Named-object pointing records

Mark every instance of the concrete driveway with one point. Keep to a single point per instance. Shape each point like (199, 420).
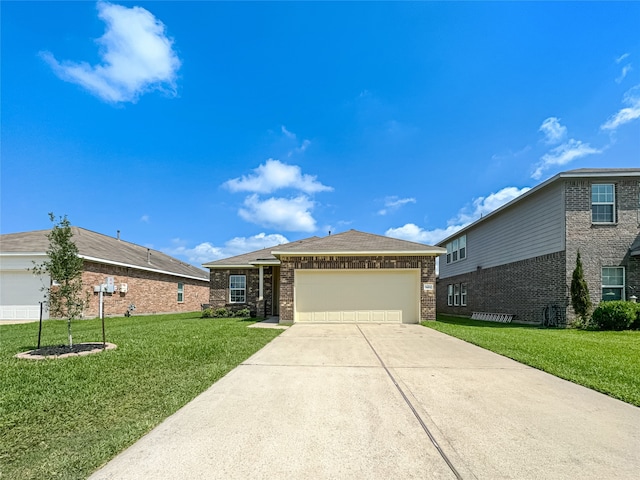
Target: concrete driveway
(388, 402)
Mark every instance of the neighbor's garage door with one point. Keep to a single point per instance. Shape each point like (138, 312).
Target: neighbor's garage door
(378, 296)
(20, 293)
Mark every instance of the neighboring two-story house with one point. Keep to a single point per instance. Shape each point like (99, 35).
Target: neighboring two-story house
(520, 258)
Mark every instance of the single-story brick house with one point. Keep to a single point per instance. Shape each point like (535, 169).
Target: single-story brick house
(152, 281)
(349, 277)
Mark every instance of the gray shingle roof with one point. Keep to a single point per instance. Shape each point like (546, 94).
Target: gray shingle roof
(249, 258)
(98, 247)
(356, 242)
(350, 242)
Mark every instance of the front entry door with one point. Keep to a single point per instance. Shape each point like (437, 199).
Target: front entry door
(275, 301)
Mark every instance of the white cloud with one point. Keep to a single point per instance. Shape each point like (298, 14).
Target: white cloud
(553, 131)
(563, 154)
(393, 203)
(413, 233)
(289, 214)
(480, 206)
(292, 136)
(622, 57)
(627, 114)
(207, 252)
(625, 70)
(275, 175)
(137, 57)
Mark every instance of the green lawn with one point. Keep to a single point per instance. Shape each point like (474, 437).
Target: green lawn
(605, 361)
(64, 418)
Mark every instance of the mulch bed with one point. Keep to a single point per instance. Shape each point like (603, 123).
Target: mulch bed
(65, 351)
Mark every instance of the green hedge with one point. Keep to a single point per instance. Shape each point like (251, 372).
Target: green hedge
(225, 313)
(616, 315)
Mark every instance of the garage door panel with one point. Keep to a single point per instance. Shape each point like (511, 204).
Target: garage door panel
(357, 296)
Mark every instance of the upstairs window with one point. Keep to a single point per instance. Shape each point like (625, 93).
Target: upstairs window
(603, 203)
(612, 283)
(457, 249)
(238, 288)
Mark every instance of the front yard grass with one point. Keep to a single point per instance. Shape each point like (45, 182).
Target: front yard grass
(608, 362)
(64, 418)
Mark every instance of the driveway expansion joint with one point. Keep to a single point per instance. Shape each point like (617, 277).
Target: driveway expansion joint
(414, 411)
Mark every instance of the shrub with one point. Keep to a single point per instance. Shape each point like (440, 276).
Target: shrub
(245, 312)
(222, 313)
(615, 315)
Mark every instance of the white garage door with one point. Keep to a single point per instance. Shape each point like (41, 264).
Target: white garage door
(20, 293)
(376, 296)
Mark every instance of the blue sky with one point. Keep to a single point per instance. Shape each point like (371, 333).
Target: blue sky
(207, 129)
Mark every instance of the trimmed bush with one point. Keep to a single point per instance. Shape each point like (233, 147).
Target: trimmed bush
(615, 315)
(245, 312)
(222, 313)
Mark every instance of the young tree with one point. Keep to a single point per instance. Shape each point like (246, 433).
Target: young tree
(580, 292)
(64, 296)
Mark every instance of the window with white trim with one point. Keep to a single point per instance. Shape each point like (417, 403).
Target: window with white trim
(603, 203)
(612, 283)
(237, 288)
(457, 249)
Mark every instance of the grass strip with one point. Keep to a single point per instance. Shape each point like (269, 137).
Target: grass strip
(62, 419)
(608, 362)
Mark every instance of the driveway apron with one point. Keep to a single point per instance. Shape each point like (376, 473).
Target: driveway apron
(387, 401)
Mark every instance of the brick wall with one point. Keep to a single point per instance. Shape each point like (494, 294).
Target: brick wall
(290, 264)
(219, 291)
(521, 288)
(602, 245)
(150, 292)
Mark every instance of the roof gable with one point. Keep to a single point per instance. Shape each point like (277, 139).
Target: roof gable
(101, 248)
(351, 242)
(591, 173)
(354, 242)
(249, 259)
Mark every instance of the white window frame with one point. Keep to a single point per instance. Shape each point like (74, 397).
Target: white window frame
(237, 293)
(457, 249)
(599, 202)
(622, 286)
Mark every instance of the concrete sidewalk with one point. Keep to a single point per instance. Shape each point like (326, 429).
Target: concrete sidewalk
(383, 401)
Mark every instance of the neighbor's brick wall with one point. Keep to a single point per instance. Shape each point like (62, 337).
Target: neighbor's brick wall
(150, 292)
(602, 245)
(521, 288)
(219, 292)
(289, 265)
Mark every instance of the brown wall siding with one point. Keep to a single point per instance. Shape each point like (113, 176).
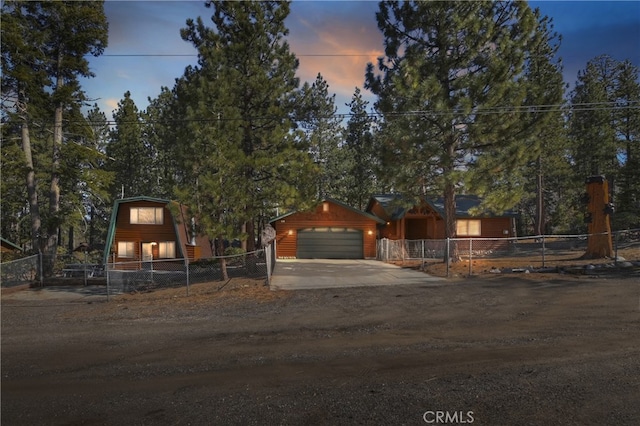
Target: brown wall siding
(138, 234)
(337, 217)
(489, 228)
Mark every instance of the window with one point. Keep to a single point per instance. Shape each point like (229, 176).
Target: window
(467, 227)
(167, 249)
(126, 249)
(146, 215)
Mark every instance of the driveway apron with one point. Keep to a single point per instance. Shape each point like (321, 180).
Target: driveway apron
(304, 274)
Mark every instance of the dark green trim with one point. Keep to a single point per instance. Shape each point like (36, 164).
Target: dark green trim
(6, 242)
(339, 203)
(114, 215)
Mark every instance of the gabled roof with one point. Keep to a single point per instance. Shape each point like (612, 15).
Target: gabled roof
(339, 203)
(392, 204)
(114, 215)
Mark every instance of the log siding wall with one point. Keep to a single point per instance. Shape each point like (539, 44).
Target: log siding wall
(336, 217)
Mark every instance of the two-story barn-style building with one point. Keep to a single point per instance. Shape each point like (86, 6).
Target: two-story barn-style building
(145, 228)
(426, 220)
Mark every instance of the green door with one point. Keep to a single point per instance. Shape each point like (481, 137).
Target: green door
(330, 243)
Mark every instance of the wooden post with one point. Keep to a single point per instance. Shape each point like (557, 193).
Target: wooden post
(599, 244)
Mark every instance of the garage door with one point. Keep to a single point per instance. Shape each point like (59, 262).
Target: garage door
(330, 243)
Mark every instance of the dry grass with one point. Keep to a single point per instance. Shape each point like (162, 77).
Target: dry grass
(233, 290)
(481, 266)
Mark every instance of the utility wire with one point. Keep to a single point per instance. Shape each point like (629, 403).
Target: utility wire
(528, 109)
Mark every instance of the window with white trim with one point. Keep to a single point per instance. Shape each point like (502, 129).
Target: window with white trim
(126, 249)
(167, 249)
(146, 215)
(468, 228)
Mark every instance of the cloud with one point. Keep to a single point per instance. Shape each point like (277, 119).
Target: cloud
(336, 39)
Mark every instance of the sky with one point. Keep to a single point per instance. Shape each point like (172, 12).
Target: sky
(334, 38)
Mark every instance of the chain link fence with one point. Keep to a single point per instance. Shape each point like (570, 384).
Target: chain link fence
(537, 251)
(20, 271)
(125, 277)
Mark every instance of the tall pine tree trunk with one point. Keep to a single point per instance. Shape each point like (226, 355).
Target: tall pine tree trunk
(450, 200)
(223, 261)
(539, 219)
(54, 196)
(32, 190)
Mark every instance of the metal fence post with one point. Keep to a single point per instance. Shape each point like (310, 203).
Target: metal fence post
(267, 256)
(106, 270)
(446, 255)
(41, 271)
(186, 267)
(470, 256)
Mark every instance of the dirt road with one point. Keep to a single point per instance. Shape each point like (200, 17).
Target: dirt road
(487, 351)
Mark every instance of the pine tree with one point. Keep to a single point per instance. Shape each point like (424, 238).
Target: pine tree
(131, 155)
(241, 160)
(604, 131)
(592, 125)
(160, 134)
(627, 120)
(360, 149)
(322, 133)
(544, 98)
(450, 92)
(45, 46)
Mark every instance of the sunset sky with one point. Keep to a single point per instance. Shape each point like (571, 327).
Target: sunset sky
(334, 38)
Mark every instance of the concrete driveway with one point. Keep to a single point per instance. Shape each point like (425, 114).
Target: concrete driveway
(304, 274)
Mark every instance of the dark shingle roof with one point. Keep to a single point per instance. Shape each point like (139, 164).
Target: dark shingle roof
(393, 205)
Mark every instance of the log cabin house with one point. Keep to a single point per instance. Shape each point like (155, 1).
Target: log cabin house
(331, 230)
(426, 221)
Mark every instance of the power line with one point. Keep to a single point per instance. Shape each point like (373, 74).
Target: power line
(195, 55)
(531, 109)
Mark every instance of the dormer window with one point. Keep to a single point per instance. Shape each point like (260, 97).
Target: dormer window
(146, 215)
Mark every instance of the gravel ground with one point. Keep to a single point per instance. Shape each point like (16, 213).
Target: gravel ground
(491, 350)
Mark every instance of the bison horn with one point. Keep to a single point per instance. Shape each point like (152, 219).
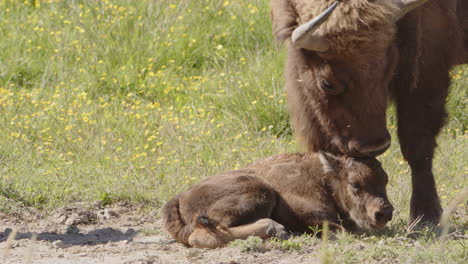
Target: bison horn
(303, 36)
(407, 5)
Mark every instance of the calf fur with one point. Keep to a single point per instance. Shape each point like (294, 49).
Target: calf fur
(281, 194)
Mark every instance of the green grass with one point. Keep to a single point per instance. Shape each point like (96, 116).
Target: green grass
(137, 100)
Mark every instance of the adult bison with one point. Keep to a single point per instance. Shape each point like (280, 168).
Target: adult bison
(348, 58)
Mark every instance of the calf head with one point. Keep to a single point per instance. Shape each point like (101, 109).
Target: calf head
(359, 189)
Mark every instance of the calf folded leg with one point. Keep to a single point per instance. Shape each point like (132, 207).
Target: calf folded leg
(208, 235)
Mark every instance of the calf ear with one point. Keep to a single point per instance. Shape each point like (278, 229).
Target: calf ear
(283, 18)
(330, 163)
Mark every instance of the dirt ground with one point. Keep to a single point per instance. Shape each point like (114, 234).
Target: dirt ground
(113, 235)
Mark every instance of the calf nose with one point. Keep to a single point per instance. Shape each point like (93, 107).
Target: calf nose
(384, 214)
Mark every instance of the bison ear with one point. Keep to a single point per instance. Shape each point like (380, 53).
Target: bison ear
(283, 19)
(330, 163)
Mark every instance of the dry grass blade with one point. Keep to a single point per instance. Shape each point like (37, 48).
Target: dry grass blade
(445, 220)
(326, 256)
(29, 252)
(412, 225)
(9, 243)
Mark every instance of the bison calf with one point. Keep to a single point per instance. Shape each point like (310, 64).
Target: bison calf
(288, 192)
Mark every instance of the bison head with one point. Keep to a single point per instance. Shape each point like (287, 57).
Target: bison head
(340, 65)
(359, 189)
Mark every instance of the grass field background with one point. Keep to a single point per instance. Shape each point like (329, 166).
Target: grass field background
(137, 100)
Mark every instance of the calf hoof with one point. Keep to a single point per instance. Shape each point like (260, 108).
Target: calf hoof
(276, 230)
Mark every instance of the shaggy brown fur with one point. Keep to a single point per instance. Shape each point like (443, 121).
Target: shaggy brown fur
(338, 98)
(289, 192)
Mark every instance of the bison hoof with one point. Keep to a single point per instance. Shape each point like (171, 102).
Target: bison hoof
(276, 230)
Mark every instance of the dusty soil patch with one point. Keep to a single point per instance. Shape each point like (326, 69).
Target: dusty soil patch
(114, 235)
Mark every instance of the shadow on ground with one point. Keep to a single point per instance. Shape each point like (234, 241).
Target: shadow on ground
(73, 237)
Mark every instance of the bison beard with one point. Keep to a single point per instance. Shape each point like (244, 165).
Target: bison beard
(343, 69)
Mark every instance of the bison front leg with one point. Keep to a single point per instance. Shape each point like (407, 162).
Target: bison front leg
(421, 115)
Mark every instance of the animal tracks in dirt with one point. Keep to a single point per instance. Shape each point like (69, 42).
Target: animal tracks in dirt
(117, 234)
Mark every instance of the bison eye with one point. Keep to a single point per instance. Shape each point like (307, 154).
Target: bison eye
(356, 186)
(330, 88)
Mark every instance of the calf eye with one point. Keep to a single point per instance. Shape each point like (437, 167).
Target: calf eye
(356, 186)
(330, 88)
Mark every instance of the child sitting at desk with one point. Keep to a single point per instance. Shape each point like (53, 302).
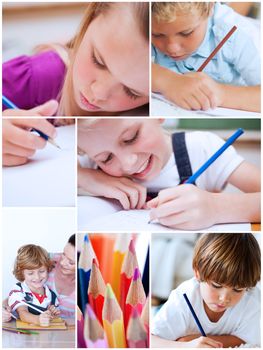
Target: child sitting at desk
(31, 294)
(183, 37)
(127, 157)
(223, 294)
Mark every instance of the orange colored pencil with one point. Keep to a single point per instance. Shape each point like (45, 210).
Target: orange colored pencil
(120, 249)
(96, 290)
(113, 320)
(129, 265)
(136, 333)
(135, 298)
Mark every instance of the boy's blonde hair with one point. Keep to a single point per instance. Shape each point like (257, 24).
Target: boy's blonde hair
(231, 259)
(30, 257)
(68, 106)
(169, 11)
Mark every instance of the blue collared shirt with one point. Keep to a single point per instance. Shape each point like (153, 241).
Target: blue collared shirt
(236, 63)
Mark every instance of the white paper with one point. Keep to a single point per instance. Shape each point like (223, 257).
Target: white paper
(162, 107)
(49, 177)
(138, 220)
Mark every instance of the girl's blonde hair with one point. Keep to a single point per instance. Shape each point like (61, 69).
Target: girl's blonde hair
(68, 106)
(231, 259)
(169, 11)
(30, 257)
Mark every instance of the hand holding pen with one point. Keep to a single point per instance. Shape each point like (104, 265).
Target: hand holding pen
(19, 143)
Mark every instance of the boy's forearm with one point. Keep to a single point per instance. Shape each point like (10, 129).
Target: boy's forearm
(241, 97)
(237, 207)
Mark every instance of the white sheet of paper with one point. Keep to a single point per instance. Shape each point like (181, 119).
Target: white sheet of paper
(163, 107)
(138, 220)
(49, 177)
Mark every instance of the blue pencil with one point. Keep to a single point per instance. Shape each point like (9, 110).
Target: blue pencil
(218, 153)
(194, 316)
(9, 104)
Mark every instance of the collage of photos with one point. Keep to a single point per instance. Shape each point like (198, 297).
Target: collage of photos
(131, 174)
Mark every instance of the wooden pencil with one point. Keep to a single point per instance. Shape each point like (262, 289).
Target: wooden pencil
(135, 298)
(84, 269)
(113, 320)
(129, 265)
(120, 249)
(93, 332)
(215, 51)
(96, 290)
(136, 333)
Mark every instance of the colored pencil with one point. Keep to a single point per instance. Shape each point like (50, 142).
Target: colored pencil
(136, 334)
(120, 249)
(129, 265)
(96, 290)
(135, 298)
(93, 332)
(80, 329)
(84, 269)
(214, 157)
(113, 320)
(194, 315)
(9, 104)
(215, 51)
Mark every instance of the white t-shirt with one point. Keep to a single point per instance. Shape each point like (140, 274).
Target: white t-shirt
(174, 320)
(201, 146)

--- Exercise directions ---
Print from the line containing "Mark every instance of the colored" to the last line above, exactly as written.

--- The reply ---
Mark every instance of the colored pencil with one point. Keep to a single point per instance. Shape each point like (50, 142).
Target: colored pencil
(136, 334)
(120, 249)
(129, 265)
(96, 290)
(135, 298)
(93, 332)
(80, 329)
(84, 269)
(214, 157)
(113, 320)
(194, 315)
(9, 104)
(215, 51)
Mark every instance of the white t-shirt with one point. Keep to a single point per instance. Shape each point like (140, 274).
Target: white t-shirt
(174, 320)
(201, 146)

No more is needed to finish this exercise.